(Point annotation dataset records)
·····
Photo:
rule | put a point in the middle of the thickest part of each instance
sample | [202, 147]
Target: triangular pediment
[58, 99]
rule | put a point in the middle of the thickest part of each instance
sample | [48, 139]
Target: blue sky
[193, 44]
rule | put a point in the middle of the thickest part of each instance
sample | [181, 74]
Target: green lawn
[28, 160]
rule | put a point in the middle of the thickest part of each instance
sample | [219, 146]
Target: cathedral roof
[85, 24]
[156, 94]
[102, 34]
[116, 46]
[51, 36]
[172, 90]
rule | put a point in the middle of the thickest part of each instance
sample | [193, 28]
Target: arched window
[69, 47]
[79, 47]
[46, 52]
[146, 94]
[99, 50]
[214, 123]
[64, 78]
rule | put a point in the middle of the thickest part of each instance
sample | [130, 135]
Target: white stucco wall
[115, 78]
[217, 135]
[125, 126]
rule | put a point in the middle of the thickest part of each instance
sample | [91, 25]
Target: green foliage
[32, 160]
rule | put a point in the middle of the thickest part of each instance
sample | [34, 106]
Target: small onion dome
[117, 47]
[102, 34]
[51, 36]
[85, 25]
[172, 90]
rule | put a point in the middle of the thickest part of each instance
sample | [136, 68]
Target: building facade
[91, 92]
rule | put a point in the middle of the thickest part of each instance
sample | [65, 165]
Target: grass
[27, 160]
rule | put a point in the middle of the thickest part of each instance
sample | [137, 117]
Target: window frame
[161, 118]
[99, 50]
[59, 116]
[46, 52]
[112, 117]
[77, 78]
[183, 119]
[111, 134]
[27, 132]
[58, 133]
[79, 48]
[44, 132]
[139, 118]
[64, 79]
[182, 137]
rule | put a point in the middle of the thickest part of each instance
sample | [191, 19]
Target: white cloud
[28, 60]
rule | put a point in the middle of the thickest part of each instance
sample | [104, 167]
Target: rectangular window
·····
→ Exercise aim:
Return all the data above once more, precisely as given.

→ Correct response:
Photo:
rule | put a point in the middle of the thickest part of each instance
sample | [202, 147]
Target: triangular pediment
[58, 99]
rule | put a point in the middle of the thickest part of each instance
sample | [48, 139]
Target: blue sky
[193, 44]
rule | put a point in the middle of the thickest part of each instance
sample | [181, 74]
Target: green lawn
[28, 160]
rule | put a point in the middle of the thickest part of each instance
sample | [219, 146]
Target: cathedral roof
[85, 24]
[156, 94]
[102, 34]
[116, 46]
[51, 36]
[172, 90]
rule | put a point in the middle of the thickest part of each instance
sample | [193, 28]
Target: arched window
[69, 47]
[79, 47]
[46, 52]
[146, 94]
[99, 50]
[214, 123]
[64, 78]
rule | put a point in the middle of the thickest part of each instance
sample | [130, 135]
Target: white stucco wall
[115, 78]
[217, 135]
[125, 126]
rule | put a point in the middle of the thickest part of each instance
sample | [91, 25]
Target: green foliage
[32, 160]
rule | put a point in the middle of the thickest part of each instance
sample | [34, 106]
Target: small onion dome
[117, 47]
[102, 34]
[51, 36]
[85, 25]
[172, 90]
rule | put a point in the middle of the thickest part of each instance
sample | [136, 68]
Target: building facade
[91, 92]
rule | put a point in the middle of the thickest part of each instance
sample | [65, 165]
Target: grass
[27, 160]
rule | put a point in the middle of the thickest part of each instance
sample | [137, 117]
Target: window frame
[161, 118]
[99, 50]
[59, 116]
[46, 52]
[112, 117]
[77, 78]
[183, 119]
[111, 134]
[27, 132]
[58, 133]
[79, 48]
[44, 132]
[139, 118]
[64, 79]
[182, 137]
rule | put a point in the middle of the thickest part of each instance
sample | [191, 19]
Target: white cloud
[28, 60]
rule | put a point in the middle of the thickest part of each instance
sample | [104, 167]
Target: rectangular window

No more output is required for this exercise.